Selected passage:
★ ★ ★ ★ ★
Citywide flood-resilient zoning changes pass in Council
/By Rachel Vick
After four years of community engagement and hundreds of meetings, Queens’ low-lying neighborhoods have just gotten a little more protected with a set of zoning changes unanimously passed by a City Council vote Wednesday.
The Zoning for Coastal Flood Resiliency updates zoning to make it easier for residents to recover after disasters like Hurricane Sandy and proactively protect their homes.
“New York City has an obligation to transform its relationship with water, and these zoning changes will protect New Yorkers from coastal flooding for generations to come,”said Mayor Bill de Blasio, who approved the final step in the rezoning process.
“Climate change will be our city’s greatest long-term challenge,” he added. “New York City will do everything it can to keep residents and businesses resilient and prepared for whatever comes next.”
Temporary changes put in place to expedite recovery after Hurricane Sandy were included as a permanent fixture in the city zoning, making building retrofits like lifting homes or relocating important infrastructure like electrical equipment on roofs and away from the flood risk.
Queens neighborhoods like Broad Channel, Howard Beach and communities around Flushing Bay that are expected to fall below the high tide line — the site furthest inland covered by water at high tide — by 2050.
Protections were expanded to include neighborhoods located in the 500-year floodplain, where there is 0.2-percent chance of Superstorm Sandy-type flooding, and areas that will be susceptible to flooding during “100 year storms” based on current sea-level rise projections.
New zoning also limits the construction of new nursing homes in the most at-risk areas.
The Old Howard Beach rezoning as part of the Resilient Neighborhoods Initiatives also passed, limiting the construction of attached homes that are difficult to elevate above the flood line.
“We have seen the disproportionate impact of natural disasters and this pandemic on vulnerable and minority communities,” said Councilmember Francisco Moya, chair of the Subcommittee on Zoning and Franchises. “The Zoning for Coastal Flood Resiliency is how we advance climate and racial justice in New York City. This will add protections for New Yorkers, homes and businesses as we continue to face and adapt to a changing climate.”
★ ★ ★ ★ ★
Input data:
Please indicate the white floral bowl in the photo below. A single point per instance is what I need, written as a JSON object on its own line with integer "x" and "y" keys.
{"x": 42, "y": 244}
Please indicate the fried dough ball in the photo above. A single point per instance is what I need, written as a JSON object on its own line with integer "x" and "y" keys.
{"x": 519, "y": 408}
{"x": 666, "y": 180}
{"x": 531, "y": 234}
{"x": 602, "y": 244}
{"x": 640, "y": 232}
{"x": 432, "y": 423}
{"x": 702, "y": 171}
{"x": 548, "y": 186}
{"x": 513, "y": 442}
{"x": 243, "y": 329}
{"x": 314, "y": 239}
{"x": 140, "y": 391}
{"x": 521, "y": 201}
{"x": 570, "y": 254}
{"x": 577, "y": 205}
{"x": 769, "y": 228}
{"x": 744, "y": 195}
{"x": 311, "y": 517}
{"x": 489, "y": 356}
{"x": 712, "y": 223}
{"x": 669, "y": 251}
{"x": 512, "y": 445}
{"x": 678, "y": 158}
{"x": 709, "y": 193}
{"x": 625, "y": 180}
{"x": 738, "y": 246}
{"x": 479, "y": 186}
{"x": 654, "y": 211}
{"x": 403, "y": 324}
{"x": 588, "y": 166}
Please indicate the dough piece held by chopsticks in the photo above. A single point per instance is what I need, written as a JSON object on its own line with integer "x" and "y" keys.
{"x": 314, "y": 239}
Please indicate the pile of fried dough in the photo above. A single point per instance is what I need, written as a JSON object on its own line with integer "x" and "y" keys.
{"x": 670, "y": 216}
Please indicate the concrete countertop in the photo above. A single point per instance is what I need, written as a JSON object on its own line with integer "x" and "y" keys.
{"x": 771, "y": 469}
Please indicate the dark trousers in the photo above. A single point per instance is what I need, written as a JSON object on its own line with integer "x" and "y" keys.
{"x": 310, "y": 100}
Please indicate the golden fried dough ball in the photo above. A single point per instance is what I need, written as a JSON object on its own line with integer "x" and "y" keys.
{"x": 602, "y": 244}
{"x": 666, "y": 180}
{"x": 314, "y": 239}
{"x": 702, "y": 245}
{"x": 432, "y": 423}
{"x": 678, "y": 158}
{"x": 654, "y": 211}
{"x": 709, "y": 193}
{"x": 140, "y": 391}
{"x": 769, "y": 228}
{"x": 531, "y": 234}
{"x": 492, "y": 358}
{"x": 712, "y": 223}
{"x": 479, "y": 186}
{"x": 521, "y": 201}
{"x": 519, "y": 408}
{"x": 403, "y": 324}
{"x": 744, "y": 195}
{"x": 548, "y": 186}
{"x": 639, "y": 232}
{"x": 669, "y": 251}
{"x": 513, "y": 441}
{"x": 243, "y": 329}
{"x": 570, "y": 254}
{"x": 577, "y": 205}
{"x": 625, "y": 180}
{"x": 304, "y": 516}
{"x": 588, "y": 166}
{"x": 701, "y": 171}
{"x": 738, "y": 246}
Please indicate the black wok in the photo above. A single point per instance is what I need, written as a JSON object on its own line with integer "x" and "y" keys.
★ ★ ★ ★ ★
Exercise goal:
Answer these questions using the article on flood-resilient zoning:
1. How many years of community engagement came before the City Council vote?
2. What chance of Superstorm Sandy-type flooding does the article give for the 500-year floodplain?
3. Who chairs the Subcommittee on Zoning and Franchises?

Task answer:
1. Four years.
2. A 0.2-percent chance.
3. Councilmember Francisco Moya.